◆ DOCUMENT PASSAGE ◆
>> start
“A voice is heard in Ramah, weeping and great mourning, Rachel weeping for her children and refusing to be comforted, because they are no more,” (Matthew 2:18).

There is always a moment in a vacation when you feel that the experience transcends sightseeing and reaches the level of real learning.

It happened in Krakow, Poland, a couple of weeks ago. I stood at the Jewish Ghetto Memorial and felt the emotional weight of what happened there, and I could not help myself; I cried.

Each large, metal chair represents a thousand adult victims; each small chair for one thousand children. There were dozens of them. Krakow’s Jewish community was rounded up and herded into the ghetto as a holding place prior to extermination.

Trains came to take the people either to labor camps or extermination centers; both had the same end game. Many, especially children and the elderly, were simply shot where they stood.

Most of us know this story … academically. But standing in that place with our beautiful, vibrant, joyous grandson, I found myself thinking about families like ours. Children watching their mothers murdered and their fathers herded into cattle cars. A grandfather witnessing unspeakable atrocities before being murdered himself. I see those small chairs and the brutal end for so many children, and I begin to cry.
>> end
◆ PROVIDED MATERIAL ◆
>> start
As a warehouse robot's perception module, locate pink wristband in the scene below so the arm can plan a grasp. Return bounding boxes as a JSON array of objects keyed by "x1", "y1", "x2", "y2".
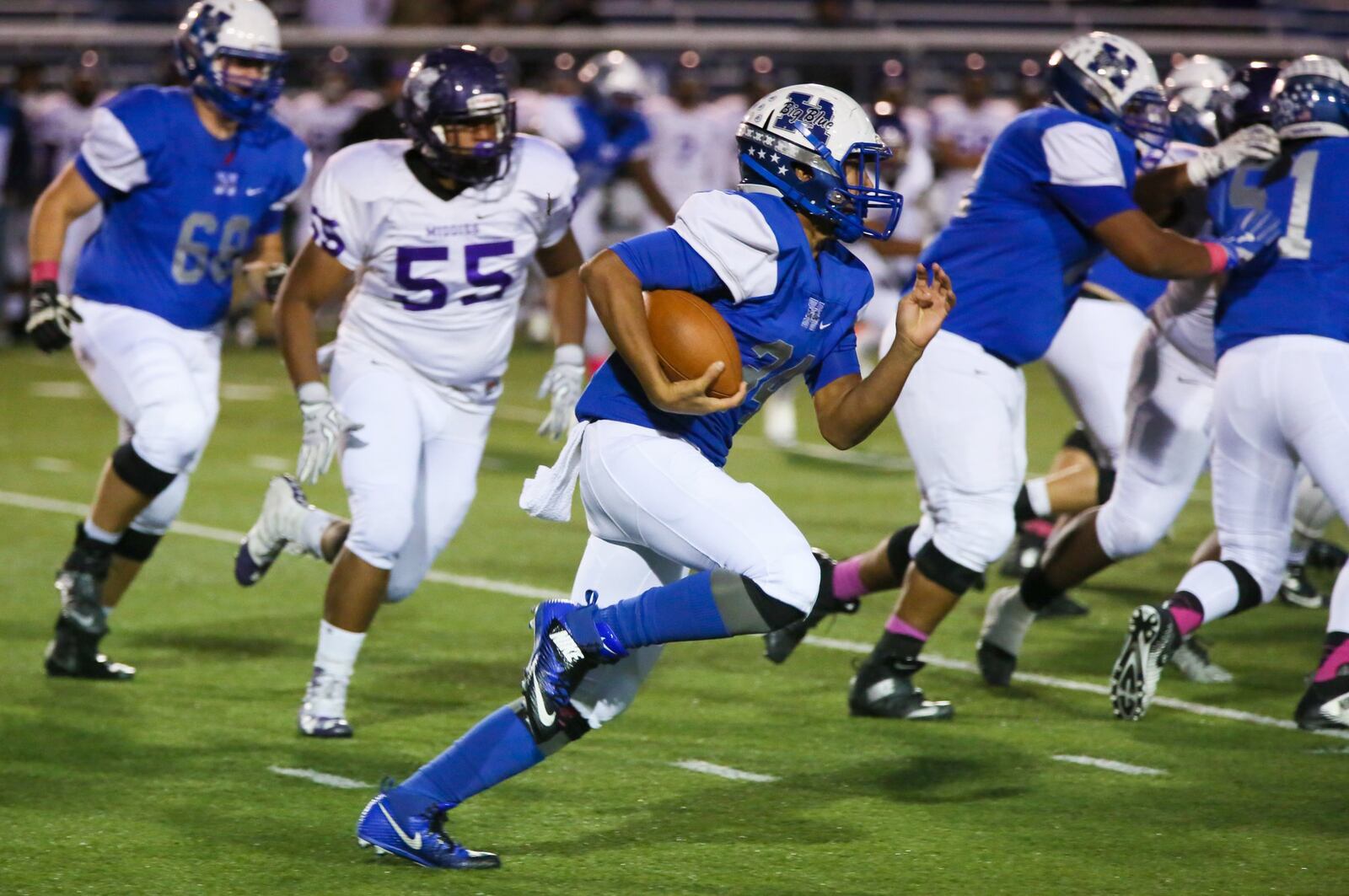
>> end
◆ WHAT IS REQUIRED ◆
Continue the reflection on the Krakow ghetto memorial from its last sentence.

◆ RESPONSE TO THIS TASK ◆
I cry because: A) The older I get the more things seem to touch me; B) too many people talk as if ‘rounding people up’ is a good idea; and C) we are so easily blinded by hate and by misinformation.

Hate does blind. The saying ‘love is blind’ is not true; love typically sees clearly. This is what makes love so powerful; this is what makes love so costly.

But seeing clearly does hurt. The truth is that we are broken and lost and in need of grace. I saw all that in Krakow and a lot more — more than enough for this post. Never forget the tragic and terrible consequences of forgetting Christ’s instruction to love our neighbors as ourselves.

In love, and because — ultimately — it is love that will save us.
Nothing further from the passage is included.